WHAT THE TASK REQUIRES: Only an exact repetition of every entry counts as the answer.

TASK MATERIAL:
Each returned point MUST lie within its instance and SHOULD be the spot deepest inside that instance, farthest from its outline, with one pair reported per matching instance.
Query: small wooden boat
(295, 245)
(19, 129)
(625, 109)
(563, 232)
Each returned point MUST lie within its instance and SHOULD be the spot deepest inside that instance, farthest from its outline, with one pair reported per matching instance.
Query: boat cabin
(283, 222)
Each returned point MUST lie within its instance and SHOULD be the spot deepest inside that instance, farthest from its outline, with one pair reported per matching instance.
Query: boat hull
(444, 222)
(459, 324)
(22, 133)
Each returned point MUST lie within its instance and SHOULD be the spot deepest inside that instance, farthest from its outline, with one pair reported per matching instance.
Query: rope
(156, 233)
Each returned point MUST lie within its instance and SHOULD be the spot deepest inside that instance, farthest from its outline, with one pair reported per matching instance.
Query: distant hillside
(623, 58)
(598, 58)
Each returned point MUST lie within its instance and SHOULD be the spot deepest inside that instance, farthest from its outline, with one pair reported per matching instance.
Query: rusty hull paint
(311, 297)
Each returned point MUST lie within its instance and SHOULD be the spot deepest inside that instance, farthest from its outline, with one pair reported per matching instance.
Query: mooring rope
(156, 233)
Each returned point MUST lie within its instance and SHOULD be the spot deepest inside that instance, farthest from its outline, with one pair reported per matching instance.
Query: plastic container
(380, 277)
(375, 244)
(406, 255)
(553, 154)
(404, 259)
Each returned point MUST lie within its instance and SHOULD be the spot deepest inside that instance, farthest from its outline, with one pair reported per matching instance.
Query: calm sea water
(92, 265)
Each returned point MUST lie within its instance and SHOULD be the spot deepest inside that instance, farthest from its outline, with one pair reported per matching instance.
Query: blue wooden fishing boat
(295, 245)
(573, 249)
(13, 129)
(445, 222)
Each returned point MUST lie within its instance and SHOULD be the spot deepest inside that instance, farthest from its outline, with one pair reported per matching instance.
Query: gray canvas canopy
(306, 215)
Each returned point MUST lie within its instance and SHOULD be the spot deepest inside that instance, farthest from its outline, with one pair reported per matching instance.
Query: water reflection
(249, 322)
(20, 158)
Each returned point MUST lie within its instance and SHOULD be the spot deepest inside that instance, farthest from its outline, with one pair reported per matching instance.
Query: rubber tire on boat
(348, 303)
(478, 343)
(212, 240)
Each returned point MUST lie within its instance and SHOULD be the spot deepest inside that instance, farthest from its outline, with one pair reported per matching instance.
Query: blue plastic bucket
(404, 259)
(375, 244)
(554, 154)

ANSWER SPACE:
Each returned point MUST lie within its instance and SHOULD be the spot deepest inside that instance, farthest from its outline, with one pair reported per matching instance.
Query: small wooden boat
(295, 245)
(19, 129)
(625, 109)
(563, 232)
Each returned point MUST lie within its instance and SHOULD be the spot deepest inside that instance, farthest from its outline, with one pair reported per matching instance.
Query: boat cabin
(283, 222)
Each returned point MUST lie within its instance and SHOULD be the spot deepest inside that instance, farthest from its outline, with one pair reported per matching instance.
Query: boat hull
(444, 222)
(459, 324)
(22, 133)
Each returned point MUST lie within its instance and SHOULD be the spot deepest inside that instance, farthest from its outline, with one pair reported per matching instance.
Query: rope
(156, 233)
Each returned point MUST lie within its instance and SHOULD be the spot deepest inside that instance, farthest from its outline, with one pair reported per matching instance.
Query: distant hillside
(623, 58)
(598, 58)
Each returned point MUST lie within its instance and SHOULD be the spot deepest inside that instance, farthest from its outline, with one pair reported per matching instance.
Query: rusty hull paint
(311, 297)
Each returned point MUST lie within its instance and SHOULD be the spot deepest inside that instance, farthest from its outline, with one pair reported per matching instance.
Query: mooring rope
(156, 233)
Each returned point MUST lie within its instance and SHOULD be the spot deepest inside that instance, farthest from its outline, with one pair reported per matching instance.
Query: plastic container
(380, 277)
(375, 244)
(406, 255)
(553, 154)
(404, 259)
Each returned point MUST lie within its instance and SHOULD be the spot deepest inside that instance, farthest from its outline, with one pair reported per matching instance.
Query: calm sea water
(92, 265)
Each returned point MUST lie within its instance and SHOULD be the spot deepest inside that instance, farthest from its outline, with one pair reported per matching instance.
Query: blue wooden fishing boat
(295, 245)
(573, 249)
(13, 129)
(445, 222)
Each returned point MUST lie within its instance and SHOULD be the spot deepest inside that instance, farthest from its outline, with one pair reported per matching instance.
Query: gray canvas canopy
(306, 215)
Each returned point MUST lie within its instance and SHOULD be the spot deepest inside that instance, farthest from its outline, with one pair reported per matching instance.
Query: water reflection
(249, 322)
(20, 158)
Each returned point MUST lie within its instance and SHOULD be the spot deepest inside that instance, farthest from its outline, with one pair reported per matching instance.
Query: rubber tire on boat
(348, 303)
(478, 343)
(212, 240)
Each returned point MUST lie within its instance and SHOULD be the spot deepest inside that instance, farthest from its outline, with one pair reported per matching instance.
Query: blue plastic bucket
(404, 259)
(375, 244)
(554, 154)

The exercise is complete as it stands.